> **TASKS TO COMPLETE**:
1 - From the passage on PUFM teachers, return word for word the stretch that begins at the words "Multiple Perspectives –" and stops after "of the content.".
2 - In the passage on PUFM teachers, what is the stated aim of stressing multiple solutions along with their advantages and disadvantages?

> **EXTRACT**:
Multiple Perspectives – PUFM teachers will stress the idea that multiple solutions are possible, but also stress the advantages and disadvantages of using certain methods in certain situations. The aim is to give the students a flexible understanding of the content.
Basic Ideas – PUFM teachers stress basic ideas and attitudes in mathematics. For example, these include the idea of an equation, and the attitude that single examples cannot be used as proof.
Longitudinal Coherence – PUFM teachers are fundamentally aware of the entire elementary curriculum (and not just the grades that they are teaching or have taught). These teachers know where their students are coming from and where they are headed in the mathematics curriculum. Thus, they will take opportunities to review what they feel are “key pieces” in knowledge packages, or lay appropriate foundation for something that will be learned in the future.

> **SUPPLIED MATERIAL**:
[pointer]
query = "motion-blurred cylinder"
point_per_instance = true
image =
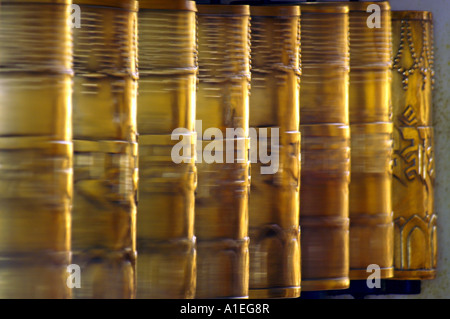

> **EXPECTED RESULTS**:
1 -
Multiple Perspectives – PUFM teachers will stress the idea that multiple solutions are possible, but also stress the advantages and disadvantages of using certain methods in certain situations. The aim is to give the students a flexible understanding of the content.

2 - To give the students a flexible understanding of the content.